### INFORMATION GIVEN ###

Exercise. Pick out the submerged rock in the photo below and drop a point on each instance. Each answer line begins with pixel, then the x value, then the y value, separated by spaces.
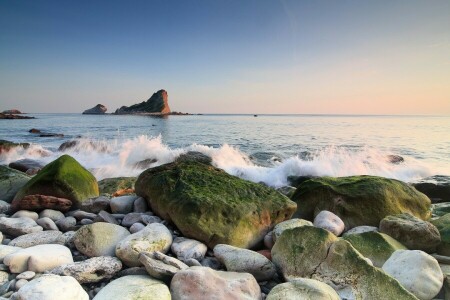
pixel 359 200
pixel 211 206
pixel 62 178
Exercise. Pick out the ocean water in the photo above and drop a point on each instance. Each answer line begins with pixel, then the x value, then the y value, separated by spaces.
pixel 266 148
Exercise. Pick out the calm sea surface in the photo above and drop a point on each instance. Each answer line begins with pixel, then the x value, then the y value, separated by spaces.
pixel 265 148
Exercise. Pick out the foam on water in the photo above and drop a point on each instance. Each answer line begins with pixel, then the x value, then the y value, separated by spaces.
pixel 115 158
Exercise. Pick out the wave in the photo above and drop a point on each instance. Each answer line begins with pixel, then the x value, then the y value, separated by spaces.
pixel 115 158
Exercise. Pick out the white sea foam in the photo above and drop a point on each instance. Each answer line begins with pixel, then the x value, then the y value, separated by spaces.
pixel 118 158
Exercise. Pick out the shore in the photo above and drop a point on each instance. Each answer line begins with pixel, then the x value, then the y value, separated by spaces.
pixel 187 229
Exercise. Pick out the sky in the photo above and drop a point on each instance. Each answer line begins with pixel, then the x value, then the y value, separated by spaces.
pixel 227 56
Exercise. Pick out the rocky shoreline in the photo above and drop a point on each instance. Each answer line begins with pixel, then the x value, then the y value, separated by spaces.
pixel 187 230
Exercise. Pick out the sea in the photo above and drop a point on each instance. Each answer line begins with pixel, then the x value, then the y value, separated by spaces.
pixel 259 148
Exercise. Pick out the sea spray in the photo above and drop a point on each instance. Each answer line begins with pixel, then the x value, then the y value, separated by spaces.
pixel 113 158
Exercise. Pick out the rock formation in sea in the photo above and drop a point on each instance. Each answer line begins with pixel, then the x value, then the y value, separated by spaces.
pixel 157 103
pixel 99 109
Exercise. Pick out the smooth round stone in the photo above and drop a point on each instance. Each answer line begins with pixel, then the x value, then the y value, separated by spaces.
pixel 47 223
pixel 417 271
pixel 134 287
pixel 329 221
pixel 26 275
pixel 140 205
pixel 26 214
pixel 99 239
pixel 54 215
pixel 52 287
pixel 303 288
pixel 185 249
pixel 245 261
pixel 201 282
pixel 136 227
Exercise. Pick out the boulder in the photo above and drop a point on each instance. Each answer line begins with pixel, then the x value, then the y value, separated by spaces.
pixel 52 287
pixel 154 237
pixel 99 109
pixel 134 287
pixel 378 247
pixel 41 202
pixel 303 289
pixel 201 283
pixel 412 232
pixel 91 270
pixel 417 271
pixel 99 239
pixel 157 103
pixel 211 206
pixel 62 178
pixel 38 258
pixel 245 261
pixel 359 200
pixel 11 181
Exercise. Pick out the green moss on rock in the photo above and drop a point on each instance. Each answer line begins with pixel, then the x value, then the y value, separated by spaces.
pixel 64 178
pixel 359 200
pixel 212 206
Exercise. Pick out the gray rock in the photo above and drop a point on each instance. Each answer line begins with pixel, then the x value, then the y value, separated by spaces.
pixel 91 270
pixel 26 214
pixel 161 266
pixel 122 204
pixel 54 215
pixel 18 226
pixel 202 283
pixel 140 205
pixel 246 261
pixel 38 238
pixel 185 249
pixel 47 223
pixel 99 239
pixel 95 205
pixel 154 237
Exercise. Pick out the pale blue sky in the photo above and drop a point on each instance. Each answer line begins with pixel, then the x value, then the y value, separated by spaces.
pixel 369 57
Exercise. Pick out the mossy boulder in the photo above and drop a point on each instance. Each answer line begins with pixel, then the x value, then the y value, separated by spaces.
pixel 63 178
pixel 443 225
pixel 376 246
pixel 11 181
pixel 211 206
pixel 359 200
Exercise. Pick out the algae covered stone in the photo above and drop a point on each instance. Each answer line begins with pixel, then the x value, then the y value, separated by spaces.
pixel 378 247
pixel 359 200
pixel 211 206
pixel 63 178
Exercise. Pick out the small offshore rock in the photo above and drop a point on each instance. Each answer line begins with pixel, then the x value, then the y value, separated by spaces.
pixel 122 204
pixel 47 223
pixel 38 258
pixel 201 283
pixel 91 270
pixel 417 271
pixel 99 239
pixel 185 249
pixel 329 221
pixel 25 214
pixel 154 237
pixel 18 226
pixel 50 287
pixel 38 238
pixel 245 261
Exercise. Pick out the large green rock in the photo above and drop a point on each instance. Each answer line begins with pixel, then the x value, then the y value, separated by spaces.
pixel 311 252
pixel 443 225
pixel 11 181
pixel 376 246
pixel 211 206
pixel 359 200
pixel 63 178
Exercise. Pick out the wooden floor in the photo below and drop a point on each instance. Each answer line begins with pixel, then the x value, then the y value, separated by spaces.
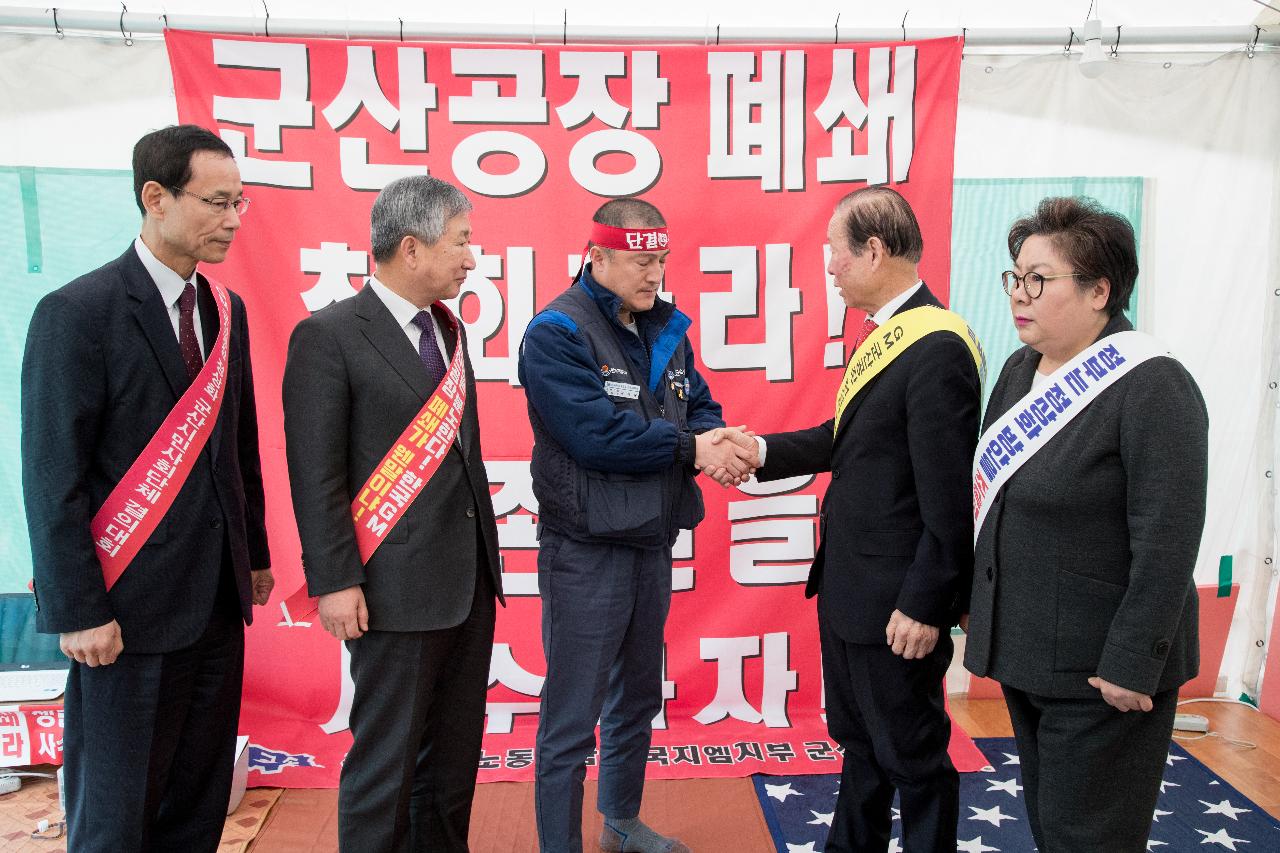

###

Retype the data above verbatim, minus images.

Exercise. Pick out the submerged rock in the photo below and drop a point on each instance. Each answer line begins with pixel, then the x value, then the y value, separated by spaces.
pixel 359 200
pixel 211 206
pixel 62 178
Exercise. Pick out the ocean water in the photo above and drop a point on each instance. Each answer line begins with pixel, then the x value, then the y value, separated by spaces.
pixel 266 148
Exercise. Pick out the calm sea surface in the photo above and drop a point on each instance. Each answer line begins with pixel, then the x value, then the y value, separated by spaces.
pixel 265 148
Exercise. Pick out the foam on water in the photo above and drop a point on each instance. Each answer line begins with pixel, then the x value, then the y value, separated by spaces.
pixel 115 158
Exercise. Pick out the wave in the photo above and drop a point on each instance. Each answer line begins with pixel, then the x value, then the y value, separated by spaces.
pixel 115 158
Exercise. Pick out the white sea foam in the photo above and drop a point on each instance. Each answer line begins with pixel, then the x value, then the y value, separated by spaces.
pixel 118 158
Exercise. Pick out the shore in the photo above and drop a point on each instance. Each answer line begins with pixel, then the x value, then the y value, separated by spaces.
pixel 187 229
Exercise. Pick out the sky in the photo above and drop a point on each instance. Each answer line begins with pixel, then the x value, then the y value, separated by spaces.
pixel 227 56
Exercise. Pick out the rocky shoreline in the photo above and drop a point on each instance. Each answer line begins with pixel, then the x value, then the y value, separated by spaces.
pixel 187 230
Exercise. Pick out the sea in the photo above and drop a point on each instance. Each answer line begins with pixel, then the x value, then the y value, separated by spaces.
pixel 259 148
Exercise. Pick out the sea spray in the photo above and drop a point on each instance. Each answer line begins with pixel, then the x value, then the y value, separated by spaces.
pixel 113 158
Exercise. Pick out the rock formation in sea in the photo above and drop a point on each instance. Each answer line begins with pixel, then the x value, then the y value, separated by spaces.
pixel 157 103
pixel 99 109
Exercise. Pick out the smooth round stone in the photo above and drop a point on each instance. Each answer line begins with pixel, then the x value, then the y value, separated by spaces.
pixel 47 223
pixel 417 271
pixel 134 287
pixel 329 221
pixel 26 275
pixel 140 205
pixel 26 214
pixel 99 239
pixel 54 215
pixel 52 287
pixel 303 288
pixel 185 249
pixel 245 261
pixel 201 282
pixel 136 227
Exercise. Pick out the boulder in the photo above and drop a point on each instance. Each answer line begins with pixel, then the x value, then the y value, separated by spaces.
pixel 52 287
pixel 154 237
pixel 99 109
pixel 134 287
pixel 378 247
pixel 41 202
pixel 303 289
pixel 201 283
pixel 412 232
pixel 91 270
pixel 417 271
pixel 99 239
pixel 157 103
pixel 211 206
pixel 62 178
pixel 38 258
pixel 245 261
pixel 359 200
pixel 11 181
Exercise. Pick out the green moss on rock in the photo above and drop a point on each instance. Each answer line begins with pixel, then the x value, then the y value, separated by spaces.
pixel 64 178
pixel 359 200
pixel 212 206
Exercise. Pick out the gray rock in the photo above and drop a point on each instance. Each answer line begins with pixel, then the x value, then the y value, separated by spaces.
pixel 91 270
pixel 26 214
pixel 161 266
pixel 122 204
pixel 54 215
pixel 18 226
pixel 202 283
pixel 140 205
pixel 246 261
pixel 38 238
pixel 185 249
pixel 47 223
pixel 99 239
pixel 95 205
pixel 154 237
Exercise. Pick out the pale blue sky in the photo above and drop a point on each instance. Each answer line begins with pixel, then the x value, then the y value, separated by spaces.
pixel 369 57
Exercise. Pick out the mossy boulder in the photo above and drop a point on each instance. Each answer line begins with pixel, then the x value, then the y value, separated by spaces.
pixel 63 178
pixel 443 225
pixel 376 246
pixel 11 181
pixel 211 206
pixel 359 200
Exercise. Pick out the algae covered stone in the photo above and drop a point on each instance. Each answer line begins with pixel, then the x value, then the y value, separated by spaces.
pixel 378 247
pixel 359 200
pixel 211 206
pixel 63 178
Exercise. Pick out the small offshore rock in the photo above and drop a point on each instance. Each answer line begins with pixel, then the x value, then the y value, separated by spaces.
pixel 122 204
pixel 47 223
pixel 38 258
pixel 201 283
pixel 91 270
pixel 417 271
pixel 99 239
pixel 185 249
pixel 329 221
pixel 25 214
pixel 154 237
pixel 18 226
pixel 50 287
pixel 38 238
pixel 245 261
Exercise. Pick out the large green rock in the photo above and drop a point on each instance. Each answer line begins with pixel, then the x value, then the y value, separated by spaces.
pixel 311 252
pixel 443 225
pixel 11 181
pixel 376 246
pixel 211 206
pixel 359 200
pixel 63 178
Exercise. Pick out the wooden floor in the photo below and drop a point on each instance. Each answer line begins with pixel, then the x value, then the y value, separated by spaces.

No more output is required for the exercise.